**** Information supplied ****

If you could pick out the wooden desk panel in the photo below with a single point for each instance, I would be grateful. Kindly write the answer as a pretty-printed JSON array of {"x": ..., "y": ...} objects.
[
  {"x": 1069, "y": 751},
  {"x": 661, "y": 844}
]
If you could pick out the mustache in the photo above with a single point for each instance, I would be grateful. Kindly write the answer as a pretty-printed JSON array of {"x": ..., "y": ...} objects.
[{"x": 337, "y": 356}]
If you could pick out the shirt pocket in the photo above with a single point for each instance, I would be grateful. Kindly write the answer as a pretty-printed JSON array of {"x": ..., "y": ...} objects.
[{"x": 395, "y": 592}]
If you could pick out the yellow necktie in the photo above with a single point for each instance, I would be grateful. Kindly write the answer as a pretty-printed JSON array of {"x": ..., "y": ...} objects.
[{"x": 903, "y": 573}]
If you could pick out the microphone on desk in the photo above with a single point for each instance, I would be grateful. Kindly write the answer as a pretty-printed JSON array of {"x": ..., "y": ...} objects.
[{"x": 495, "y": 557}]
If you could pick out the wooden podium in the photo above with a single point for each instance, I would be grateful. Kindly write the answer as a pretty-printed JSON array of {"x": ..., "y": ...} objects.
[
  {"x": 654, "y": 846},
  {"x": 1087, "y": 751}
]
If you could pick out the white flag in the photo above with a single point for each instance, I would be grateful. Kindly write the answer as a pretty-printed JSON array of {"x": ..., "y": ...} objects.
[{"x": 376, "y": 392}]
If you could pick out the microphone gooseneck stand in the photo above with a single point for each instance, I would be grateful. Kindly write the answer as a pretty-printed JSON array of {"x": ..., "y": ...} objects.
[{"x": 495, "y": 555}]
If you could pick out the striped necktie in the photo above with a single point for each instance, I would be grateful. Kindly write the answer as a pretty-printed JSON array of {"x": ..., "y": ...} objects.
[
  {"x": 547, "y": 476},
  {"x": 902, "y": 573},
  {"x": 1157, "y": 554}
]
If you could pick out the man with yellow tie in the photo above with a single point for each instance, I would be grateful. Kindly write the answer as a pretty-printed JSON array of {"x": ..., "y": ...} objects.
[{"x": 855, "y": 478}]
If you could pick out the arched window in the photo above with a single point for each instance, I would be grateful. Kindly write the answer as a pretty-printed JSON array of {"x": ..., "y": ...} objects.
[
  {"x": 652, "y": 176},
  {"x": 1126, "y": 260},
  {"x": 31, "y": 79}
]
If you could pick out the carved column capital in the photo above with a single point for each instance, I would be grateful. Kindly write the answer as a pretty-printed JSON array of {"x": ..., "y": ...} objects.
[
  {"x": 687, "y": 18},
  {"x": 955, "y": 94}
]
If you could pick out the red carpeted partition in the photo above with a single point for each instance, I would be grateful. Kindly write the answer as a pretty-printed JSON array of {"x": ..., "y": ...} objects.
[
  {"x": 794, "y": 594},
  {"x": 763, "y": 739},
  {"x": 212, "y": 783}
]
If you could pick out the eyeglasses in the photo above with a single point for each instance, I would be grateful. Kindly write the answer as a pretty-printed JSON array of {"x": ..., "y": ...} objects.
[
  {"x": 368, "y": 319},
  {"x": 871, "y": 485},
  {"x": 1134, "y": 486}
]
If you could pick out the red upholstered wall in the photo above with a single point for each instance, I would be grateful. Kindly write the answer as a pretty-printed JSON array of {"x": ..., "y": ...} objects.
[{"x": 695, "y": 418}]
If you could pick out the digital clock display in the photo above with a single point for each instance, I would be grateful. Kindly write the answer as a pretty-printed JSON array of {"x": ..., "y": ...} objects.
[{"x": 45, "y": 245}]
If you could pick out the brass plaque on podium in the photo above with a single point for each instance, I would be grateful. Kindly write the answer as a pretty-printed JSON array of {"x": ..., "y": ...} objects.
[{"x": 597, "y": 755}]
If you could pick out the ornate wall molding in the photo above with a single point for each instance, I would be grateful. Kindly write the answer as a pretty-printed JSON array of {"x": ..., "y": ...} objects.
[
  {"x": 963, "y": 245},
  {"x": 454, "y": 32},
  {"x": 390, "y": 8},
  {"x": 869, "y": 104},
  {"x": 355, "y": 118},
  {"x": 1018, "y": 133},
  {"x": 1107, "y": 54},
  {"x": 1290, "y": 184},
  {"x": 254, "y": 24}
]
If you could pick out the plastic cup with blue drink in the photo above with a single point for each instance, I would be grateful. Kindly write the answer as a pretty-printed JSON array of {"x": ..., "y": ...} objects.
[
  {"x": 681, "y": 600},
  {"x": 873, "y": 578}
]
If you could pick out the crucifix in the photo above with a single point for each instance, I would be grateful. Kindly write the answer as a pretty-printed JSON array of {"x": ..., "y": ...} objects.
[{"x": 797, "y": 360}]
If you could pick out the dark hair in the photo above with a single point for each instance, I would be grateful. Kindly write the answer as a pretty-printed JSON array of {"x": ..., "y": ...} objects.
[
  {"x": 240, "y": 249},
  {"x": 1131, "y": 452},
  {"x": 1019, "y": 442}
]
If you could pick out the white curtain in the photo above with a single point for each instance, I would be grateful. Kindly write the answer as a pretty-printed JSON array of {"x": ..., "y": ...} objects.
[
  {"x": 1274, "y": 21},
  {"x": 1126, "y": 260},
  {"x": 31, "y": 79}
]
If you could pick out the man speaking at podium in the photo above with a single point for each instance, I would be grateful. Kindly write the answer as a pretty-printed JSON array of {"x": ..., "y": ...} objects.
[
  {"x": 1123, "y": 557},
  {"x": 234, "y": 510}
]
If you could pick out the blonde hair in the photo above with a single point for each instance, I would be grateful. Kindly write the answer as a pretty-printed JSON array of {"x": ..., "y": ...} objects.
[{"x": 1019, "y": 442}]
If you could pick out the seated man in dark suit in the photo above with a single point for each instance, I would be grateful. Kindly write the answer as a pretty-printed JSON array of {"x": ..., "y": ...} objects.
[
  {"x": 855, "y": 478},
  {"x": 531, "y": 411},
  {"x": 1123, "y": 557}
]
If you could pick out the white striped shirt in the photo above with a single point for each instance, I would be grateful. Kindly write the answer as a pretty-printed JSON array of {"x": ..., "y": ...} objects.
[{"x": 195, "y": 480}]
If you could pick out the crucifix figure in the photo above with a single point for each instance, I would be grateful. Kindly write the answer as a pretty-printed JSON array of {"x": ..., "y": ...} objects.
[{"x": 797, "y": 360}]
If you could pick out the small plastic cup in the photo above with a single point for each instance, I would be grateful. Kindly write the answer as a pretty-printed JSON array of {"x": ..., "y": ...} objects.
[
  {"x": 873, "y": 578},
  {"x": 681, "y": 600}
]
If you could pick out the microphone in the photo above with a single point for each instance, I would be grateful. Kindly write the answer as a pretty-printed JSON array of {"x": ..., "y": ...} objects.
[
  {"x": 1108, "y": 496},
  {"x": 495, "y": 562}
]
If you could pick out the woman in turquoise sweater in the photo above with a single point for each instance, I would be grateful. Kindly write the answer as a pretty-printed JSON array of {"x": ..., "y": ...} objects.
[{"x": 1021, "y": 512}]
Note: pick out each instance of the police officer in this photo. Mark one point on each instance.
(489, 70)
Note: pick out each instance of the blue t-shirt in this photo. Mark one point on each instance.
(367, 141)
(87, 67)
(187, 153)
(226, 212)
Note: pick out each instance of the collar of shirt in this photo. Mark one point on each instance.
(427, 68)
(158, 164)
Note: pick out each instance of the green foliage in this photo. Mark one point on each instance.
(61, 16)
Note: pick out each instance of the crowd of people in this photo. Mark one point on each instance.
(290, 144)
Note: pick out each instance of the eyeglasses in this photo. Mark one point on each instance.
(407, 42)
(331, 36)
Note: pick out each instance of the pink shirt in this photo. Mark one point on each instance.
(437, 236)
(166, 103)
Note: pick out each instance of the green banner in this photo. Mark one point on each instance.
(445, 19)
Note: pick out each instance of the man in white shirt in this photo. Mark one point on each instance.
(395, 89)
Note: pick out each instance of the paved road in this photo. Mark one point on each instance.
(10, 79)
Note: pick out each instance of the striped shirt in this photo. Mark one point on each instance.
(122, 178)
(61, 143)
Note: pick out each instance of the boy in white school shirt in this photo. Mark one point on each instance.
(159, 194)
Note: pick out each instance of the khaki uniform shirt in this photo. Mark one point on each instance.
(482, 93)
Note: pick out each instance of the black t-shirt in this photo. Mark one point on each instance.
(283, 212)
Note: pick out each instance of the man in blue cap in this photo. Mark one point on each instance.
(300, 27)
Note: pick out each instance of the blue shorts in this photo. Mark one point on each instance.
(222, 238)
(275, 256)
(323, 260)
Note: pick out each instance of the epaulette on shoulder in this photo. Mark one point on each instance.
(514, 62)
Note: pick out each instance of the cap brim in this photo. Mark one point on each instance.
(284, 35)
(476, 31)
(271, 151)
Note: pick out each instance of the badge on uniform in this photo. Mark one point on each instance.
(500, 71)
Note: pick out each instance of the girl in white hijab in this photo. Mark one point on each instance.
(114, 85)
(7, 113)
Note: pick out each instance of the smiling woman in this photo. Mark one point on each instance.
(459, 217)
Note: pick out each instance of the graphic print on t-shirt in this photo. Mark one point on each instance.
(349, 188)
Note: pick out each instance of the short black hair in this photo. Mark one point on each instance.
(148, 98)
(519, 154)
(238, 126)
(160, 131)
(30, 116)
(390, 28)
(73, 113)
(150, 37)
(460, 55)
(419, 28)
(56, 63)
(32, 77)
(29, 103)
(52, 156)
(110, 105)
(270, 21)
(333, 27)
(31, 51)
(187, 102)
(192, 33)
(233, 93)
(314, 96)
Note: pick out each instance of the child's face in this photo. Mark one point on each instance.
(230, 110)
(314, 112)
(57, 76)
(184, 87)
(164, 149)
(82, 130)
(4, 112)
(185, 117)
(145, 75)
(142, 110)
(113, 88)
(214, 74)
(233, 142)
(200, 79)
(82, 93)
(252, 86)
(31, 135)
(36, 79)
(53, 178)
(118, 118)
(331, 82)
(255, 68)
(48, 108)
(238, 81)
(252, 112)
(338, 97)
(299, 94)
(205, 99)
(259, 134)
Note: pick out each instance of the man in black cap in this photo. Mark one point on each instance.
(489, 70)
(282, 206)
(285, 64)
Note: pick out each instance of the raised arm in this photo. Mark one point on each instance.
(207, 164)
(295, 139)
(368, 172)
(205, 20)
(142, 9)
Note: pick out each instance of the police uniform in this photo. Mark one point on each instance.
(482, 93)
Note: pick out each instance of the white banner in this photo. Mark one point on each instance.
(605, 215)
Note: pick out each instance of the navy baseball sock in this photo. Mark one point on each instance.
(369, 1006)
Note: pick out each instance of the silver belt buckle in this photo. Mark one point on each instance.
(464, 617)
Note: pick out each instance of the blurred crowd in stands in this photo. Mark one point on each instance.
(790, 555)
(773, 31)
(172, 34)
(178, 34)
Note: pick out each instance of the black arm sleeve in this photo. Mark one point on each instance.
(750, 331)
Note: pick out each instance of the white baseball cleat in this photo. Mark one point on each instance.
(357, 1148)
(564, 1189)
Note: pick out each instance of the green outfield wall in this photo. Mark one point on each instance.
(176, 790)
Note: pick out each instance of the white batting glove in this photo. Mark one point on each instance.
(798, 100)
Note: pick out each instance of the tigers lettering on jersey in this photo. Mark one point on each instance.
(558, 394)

****

[What is being asked]
Quote, without alteration, the final stretch of the entries: the line with "Note: pick out each instance of the blurred" onward to the last line.

[Solution to the exercise]
Note: pick out each instance of the blurred crowd in stands in this photo. Mark one point on each instance.
(790, 555)
(773, 31)
(172, 34)
(178, 34)
Note: pick out each instance of the black arm sleeve in this photo. Mark one point on each instance.
(750, 331)
Note: pick out each instance of the white baseball cleat in this photo. Mark one point on each instance.
(357, 1148)
(564, 1189)
Note: pick out each instance of the green outfield wall in this photo. Mark one point on each instance.
(176, 790)
Note: pick out each instance of the white batting glove in this photo. Mark one point on each instance.
(798, 100)
Note: pick out each instance of the tigers lettering on jersey in this photo. Mark one point on each instance.
(558, 394)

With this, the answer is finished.